> [Exercise directions]: Write out the lines from the line containing "Would you kindly locate the yellow" through the final line of the listing below, exactly, omitting every other line.

[Dataset items]
↓↓↓

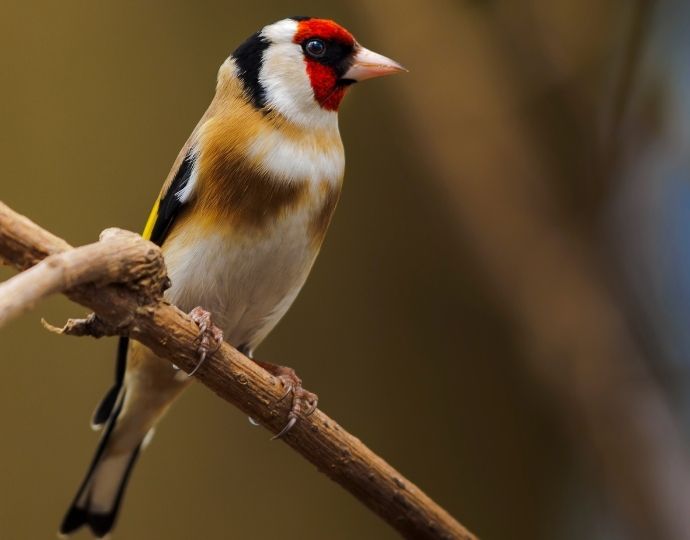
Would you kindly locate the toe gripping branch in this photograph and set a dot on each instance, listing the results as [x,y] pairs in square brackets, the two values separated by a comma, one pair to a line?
[210,337]
[303,402]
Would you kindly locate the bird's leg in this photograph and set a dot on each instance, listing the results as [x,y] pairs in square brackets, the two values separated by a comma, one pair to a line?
[303,401]
[210,337]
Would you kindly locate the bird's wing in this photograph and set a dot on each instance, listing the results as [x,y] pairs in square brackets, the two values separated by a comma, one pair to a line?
[172,200]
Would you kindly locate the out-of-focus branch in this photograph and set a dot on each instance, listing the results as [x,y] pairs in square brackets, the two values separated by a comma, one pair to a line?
[119,254]
[122,279]
[552,284]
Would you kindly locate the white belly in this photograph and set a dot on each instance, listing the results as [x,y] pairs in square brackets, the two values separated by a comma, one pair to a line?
[246,281]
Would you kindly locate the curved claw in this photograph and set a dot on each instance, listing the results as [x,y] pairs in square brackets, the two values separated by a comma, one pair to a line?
[312,408]
[287,428]
[286,394]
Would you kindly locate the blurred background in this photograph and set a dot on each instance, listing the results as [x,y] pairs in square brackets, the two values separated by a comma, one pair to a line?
[502,305]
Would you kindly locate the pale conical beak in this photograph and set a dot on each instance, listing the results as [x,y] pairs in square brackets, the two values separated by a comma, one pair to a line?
[368,65]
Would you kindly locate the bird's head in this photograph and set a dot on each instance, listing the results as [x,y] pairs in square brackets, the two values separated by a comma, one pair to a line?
[302,67]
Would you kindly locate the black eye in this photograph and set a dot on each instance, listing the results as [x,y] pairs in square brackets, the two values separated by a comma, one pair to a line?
[315,48]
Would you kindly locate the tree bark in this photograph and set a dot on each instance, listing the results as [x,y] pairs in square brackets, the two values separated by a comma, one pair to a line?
[122,278]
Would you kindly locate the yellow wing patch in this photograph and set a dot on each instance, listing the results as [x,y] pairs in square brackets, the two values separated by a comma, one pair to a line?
[153,216]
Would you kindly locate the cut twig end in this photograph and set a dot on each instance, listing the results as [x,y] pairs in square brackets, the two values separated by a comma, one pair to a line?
[91,326]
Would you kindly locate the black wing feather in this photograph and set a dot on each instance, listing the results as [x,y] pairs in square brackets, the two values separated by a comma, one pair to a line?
[169,208]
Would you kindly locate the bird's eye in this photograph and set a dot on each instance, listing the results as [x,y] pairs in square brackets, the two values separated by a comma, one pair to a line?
[315,48]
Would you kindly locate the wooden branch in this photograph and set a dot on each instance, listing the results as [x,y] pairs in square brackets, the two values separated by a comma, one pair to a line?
[121,278]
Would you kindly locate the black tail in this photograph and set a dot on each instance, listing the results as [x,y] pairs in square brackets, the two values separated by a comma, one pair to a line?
[98,500]
[105,409]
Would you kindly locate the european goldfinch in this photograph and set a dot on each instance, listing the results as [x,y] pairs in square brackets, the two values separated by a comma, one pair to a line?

↑↑↑

> [Response to the task]:
Would you kindly locate the yellow wing patch in this photograph and set a dot on each instance, listing the results as [x,y] pairs in square brackets, the two values separated by a comma, one pair to a line?
[153,216]
Would you kindly locate the cut twig end in this photograph and set a dot on each instance, listing the results as [x,y] pairs in square brackets, the two values separated by a comma, one pair to a line?
[91,326]
Would you kindly locate the black wing feather in this photograph and set a dot on each instance, listing the results as [x,y] pairs in square brackets, the two values separated by a comma, one pair to a line?
[169,208]
Would you kindly locate the bird's eye in this photograph and set a dot on each instance, listing the results as [x,y] pairs in square brackets, the two values separated by a comma, one pair to a line?
[315,48]
Would you kindly locate the wooden branch in this photograph and set a dot on each instance, listing the results as [x,y] pairs in square brackets, the two values separated by a comma, one pair to a line?
[121,278]
Would you kindly locate the black tail in this photograph and set a dot on each instance, listing the results as [x,y] pairs in square brackets, the two values separated by a comma, one pair to a line?
[98,500]
[105,409]
Would you kindly locate the european goldfinch in this photograph and set a dot on each instance, listing the results as [x,y] pairs in square brackets, the two values separated by a comma, one pair to a line?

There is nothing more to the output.